작업 내용: 아래 행 가운데 "wooden"라는 단어를 포함하는 행을 모두 식별하고, 각 행을 빠짐없이 그대로 복사할 것.
____ 제공 정보
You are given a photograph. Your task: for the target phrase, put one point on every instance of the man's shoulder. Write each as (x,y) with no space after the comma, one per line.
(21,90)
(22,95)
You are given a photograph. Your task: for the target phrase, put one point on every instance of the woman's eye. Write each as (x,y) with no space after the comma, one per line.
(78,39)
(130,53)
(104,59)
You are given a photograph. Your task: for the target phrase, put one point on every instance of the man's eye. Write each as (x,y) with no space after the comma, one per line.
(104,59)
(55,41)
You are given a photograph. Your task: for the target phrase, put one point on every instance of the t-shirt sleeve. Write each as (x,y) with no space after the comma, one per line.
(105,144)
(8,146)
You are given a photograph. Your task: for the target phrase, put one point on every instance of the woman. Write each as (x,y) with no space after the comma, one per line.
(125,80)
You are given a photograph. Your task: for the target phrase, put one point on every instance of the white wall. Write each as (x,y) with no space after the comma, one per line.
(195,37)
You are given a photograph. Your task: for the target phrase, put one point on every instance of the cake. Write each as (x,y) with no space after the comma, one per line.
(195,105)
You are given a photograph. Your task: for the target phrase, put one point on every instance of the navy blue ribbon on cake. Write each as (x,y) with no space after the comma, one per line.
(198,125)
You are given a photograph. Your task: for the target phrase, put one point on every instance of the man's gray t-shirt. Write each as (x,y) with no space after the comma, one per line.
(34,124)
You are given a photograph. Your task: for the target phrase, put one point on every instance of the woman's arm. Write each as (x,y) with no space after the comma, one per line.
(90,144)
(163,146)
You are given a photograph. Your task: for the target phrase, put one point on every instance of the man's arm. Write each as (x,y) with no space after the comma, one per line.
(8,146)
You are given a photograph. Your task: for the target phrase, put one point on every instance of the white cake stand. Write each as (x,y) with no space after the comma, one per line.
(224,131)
________
____ 제공 정보
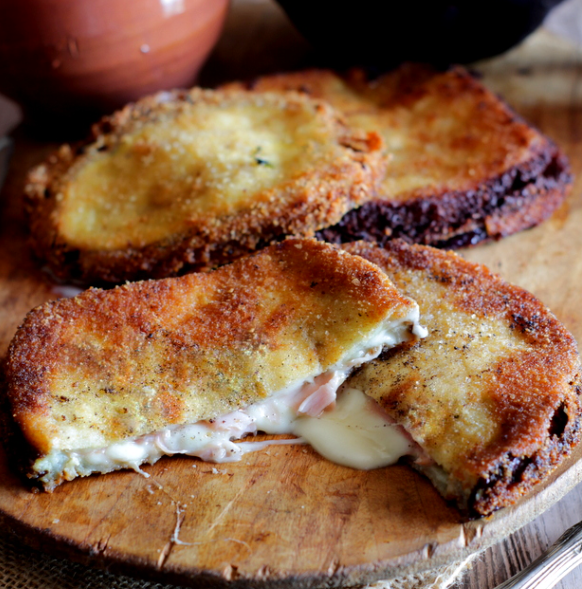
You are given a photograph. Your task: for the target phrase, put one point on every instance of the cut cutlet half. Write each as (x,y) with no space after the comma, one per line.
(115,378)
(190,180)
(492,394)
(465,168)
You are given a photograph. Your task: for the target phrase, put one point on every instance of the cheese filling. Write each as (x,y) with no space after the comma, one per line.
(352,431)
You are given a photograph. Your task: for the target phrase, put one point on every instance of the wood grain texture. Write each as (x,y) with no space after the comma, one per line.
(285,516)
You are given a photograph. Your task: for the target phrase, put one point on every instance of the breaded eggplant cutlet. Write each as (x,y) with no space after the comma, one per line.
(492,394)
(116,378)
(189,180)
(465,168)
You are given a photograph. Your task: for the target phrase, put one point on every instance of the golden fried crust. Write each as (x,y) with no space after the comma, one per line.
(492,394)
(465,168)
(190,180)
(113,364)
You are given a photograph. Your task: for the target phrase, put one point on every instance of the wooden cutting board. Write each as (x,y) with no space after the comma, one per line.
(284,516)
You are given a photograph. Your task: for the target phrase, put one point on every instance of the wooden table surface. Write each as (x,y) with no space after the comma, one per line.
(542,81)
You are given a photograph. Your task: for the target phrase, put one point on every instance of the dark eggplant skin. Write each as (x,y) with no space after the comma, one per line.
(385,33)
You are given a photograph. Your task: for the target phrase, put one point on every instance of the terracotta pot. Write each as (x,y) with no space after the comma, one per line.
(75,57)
________
완료된 작업:
You are given a photograph. Your task: for the target phrase, put one point on every instance of the wooden cutting board. Write each as (x,y) with no space after the comma, one per line.
You are given a photograph. Your task: for the target phrase, put one point on every instance of the wooden table surface. Write each as (x,y) with no space after the comma, one per line.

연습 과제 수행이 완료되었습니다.